[Referring expression pointing data]
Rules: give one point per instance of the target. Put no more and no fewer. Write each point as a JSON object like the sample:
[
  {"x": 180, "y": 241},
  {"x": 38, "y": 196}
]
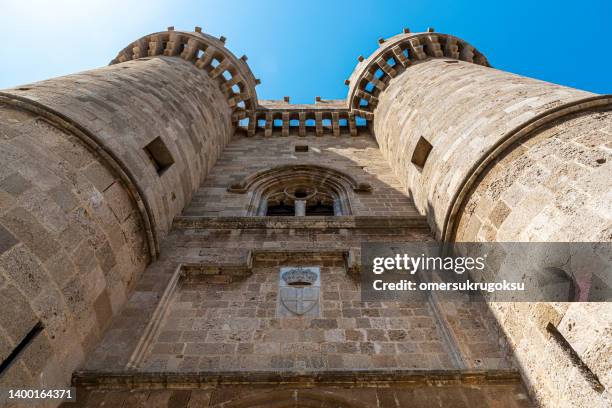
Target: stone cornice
[{"x": 206, "y": 52}]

- **TASK DESCRIPTION**:
Omit the pictures, then output every record exactly as given.

- **RESPONSE**:
Rules: give one point per instance of the target. Put no more and no fewer. Write each point as a JSON object like the sample:
[
  {"x": 180, "y": 241},
  {"x": 38, "y": 196}
]
Target: stone cornice
[{"x": 206, "y": 52}]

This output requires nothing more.